### Written exercise 1:
Can you sum up the BBQ thread in two sentences?
### Written exercise 2:
Could you give again the part of the BBQ thread that opens with the words "I checked the" and closes with "going at dusk.", but swap "dusk" for "sunset"?

### Selected extract:
>>

# Metro Detroit BBQ & Herf



## 357 (May 3, 2007)

Hey guys,
I will be having a BBQ & bonfire over at my place tomorrow. Nothing fancy, just some brats & hotdogs. All B(S)OTL are welcome. When it gets dark I'll get our firepit on wheels going. I have plenty of room although you may want to bring a chair. Some beer, pop, and wine will be available. If you want something specific you'll have to bring your own. I know it's last minute, but the local gorillas seem to be able to pull it together pretty quick. Please let me know if you're coming and how many.

If I didn't already PM you with the address, please PM me and I'll send it to you.

Mike


----------



## cab28 (Feb 24, 2008)

Sorry, can't make it. Thats 2 herfs I'm missing this weekend.


----------



## 357 (May 3, 2007)

Well the good thing is this crew seems to have them fairly often. I'm sure we'll see you next time.


----------



## Fulltime (Oct 29, 2007)

I would like to make this . do you need some wood to burn  (PM) me with detales.:ss


----------



## Dirty Dee (Jul 18, 2006)

I'm sorry I can't make this one.

Friday is family night. 

I need a little bit more advanced notice to reschedule family night.


----------



## White97Jimmy (May 12, 2006)

I may be able to make it, although it is supposed to rain later.


----------



## 357 (May 3, 2007)

I checked the weather. I was worried about rain too. According to weather.com it should clear up this morning, and stay dry until after midnight. I hope they're right.


----------



## 357 (May 3, 2007)

I just got off the phone with the Mrs. It looks like we're shooting for 8 ish. That's when I'll be throwing brats & dogs on the BBQ. We'll get the firepit going at dusk.


----------



## 357 (May 3, 2007)

Fulltime said:


> I would like to make this . do you need some wood to burn  (PM) me with detales.:ss


I just got off the phone with Jim. We have one gorilla confirmed!!! Well two I guess if you count me. Hopefully we'll get a few more to join the fun.

P.S. A few of my wife and my friends will be there too. Feel free to bring significant others.


----------



## cab28 (Feb 24, 2008)

Don't want to hijack but it beats pming. Smokers outlet at 10&Kelly has several sticks buy 2 get 2. I picked up Comacho, Montecristo and Arganese. They are selling fairly quick. Just a heads up.


----------



## 357 (May 3, 2007)

Hey guys we're still on. See you at 8 (or later). Just come around into the back yard.

<<

(Excerpts from point annotation data)

>>

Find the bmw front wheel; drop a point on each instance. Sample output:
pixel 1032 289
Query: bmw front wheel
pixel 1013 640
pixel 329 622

<<

### Complete output 1:
Mike invites local forum members to a last-minute BBQ and bonfire at his place, with brats, hotdogs, some drinks and a firepit after dark, and asks them to PM him for the address. Some members can't make it and rain is a worry, but one guest confirms, and Mike says the brats and dogs go on around 8 with the firepit lit at dusk.

### Complete output 2:
I checked the weather. I was worried about rain too. According to weather.com it should clear up this morning, and stay dry until after midnight. I hope they're right.


----------



## 357 (May 3, 2007)

I just got off the phone with the Mrs. It looks like we're shooting for 8 ish. That's when I'll be throwing brats & dogs on the BBQ. We'll get the firepit going at sunset.